[Source records]
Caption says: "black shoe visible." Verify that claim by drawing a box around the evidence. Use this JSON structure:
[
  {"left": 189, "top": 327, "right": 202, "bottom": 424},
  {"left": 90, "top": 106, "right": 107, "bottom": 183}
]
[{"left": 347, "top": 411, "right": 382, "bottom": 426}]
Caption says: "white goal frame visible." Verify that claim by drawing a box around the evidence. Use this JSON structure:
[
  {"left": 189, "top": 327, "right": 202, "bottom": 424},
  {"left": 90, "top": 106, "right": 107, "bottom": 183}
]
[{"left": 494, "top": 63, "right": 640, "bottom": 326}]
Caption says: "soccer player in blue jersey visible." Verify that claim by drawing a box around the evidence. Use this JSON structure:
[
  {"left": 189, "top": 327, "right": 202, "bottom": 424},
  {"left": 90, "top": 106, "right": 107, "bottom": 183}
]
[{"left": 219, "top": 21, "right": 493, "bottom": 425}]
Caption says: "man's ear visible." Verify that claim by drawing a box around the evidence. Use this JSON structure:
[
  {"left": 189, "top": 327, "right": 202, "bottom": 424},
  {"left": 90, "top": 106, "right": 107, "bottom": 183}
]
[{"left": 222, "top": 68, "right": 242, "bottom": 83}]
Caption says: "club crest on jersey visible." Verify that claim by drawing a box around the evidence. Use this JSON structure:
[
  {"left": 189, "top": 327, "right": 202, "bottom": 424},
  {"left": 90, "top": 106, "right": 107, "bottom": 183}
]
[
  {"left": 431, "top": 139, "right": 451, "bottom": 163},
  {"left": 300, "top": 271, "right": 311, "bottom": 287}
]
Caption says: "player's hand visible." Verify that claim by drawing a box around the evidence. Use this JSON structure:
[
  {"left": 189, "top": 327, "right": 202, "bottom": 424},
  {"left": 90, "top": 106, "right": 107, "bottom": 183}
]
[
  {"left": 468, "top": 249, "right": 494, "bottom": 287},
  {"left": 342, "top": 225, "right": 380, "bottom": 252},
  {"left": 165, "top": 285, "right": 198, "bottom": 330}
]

The task: Can you copy out the lines from the one containing "player in blue" through the end of the source records? Keep each request and its JSON sample unchanged, but scale every box coordinate in the answers by 2 and round to whole numbers, with halves going up.

Response below:
Caption says: "soccer player in blue jersey visible." Verify that claim by drawing a box around the evidence. Use this JSON structure:
[
  {"left": 189, "top": 327, "right": 202, "bottom": 424},
  {"left": 90, "top": 106, "right": 107, "bottom": 183}
]
[{"left": 438, "top": 42, "right": 986, "bottom": 850}]
Caption says: "man's ear visible." Verify that claim by drawing a box around the evidence. Use this JSON structure:
[
  {"left": 189, "top": 327, "right": 202, "bottom": 424},
  {"left": 90, "top": 106, "right": 107, "bottom": 183}
]
[{"left": 444, "top": 136, "right": 484, "bottom": 166}]
Caption says: "club crest on jersey visible." Verify that claim by drawing a box around the evidence. Use this JSON structure:
[
  {"left": 189, "top": 327, "right": 202, "bottom": 424},
  {"left": 90, "top": 106, "right": 107, "bottom": 183}
]
[
  {"left": 862, "top": 278, "right": 902, "bottom": 326},
  {"left": 600, "top": 542, "right": 622, "bottom": 574}
]
Caption says: "player's hand visible." Verify that claim by drawing a box around the evidence. Use this JSON structure:
[
  {"left": 189, "top": 327, "right": 202, "bottom": 424},
  {"left": 90, "top": 106, "right": 107, "bottom": 183}
]
[
  {"left": 936, "top": 498, "right": 988, "bottom": 574},
  {"left": 684, "top": 450, "right": 760, "bottom": 504},
  {"left": 330, "top": 570, "right": 396, "bottom": 660}
]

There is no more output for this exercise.